* [TASK REQUIREMENTS]: Reproduce the top of the data verbatim, through and including the line that contains "of the seated".

####################

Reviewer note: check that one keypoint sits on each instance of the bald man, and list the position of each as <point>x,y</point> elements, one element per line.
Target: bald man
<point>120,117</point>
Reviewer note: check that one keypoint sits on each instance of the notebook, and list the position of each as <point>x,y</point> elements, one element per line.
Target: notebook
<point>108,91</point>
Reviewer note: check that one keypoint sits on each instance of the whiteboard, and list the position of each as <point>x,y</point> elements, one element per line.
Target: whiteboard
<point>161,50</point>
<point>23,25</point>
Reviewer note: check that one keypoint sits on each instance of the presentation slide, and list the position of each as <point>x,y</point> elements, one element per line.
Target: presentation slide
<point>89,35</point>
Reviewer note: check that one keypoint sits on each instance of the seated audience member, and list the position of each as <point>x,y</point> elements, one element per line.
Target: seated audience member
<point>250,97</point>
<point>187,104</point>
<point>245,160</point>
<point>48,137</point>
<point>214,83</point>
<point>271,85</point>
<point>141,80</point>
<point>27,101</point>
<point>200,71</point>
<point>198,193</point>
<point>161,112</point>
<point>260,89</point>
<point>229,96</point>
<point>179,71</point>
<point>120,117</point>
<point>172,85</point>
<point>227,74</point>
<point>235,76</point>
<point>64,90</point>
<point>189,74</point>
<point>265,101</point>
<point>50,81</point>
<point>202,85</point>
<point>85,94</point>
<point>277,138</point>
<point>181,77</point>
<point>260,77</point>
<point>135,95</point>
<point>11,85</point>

####################

* [WRITTEN RESPONSE]:
Reviewer note: check that one keypoint sits on each instance of the bald man, and list the position of each as <point>x,y</point> elements, one element per line.
Target: bald man
<point>120,117</point>
Reviewer note: check that one keypoint sits on each instance of the notebook, and list the position of each as <point>x,y</point> elements, one element per line.
Target: notebook
<point>108,91</point>
Reviewer note: check that one keypoint sits on each instance of the whiteboard, and list the position of each as <point>x,y</point> elements, one element per line.
Target: whiteboard
<point>161,50</point>
<point>23,25</point>
Reviewer note: check that one keypoint sits on each instance of the presentation slide, and list the position of each as <point>x,y</point> elements, one element per line.
Target: presentation slide
<point>89,35</point>
Reviewer note: check that one keypoint sits on each instance of the seated audience member, and list the position of each as <point>x,y</point> elements, one element per line.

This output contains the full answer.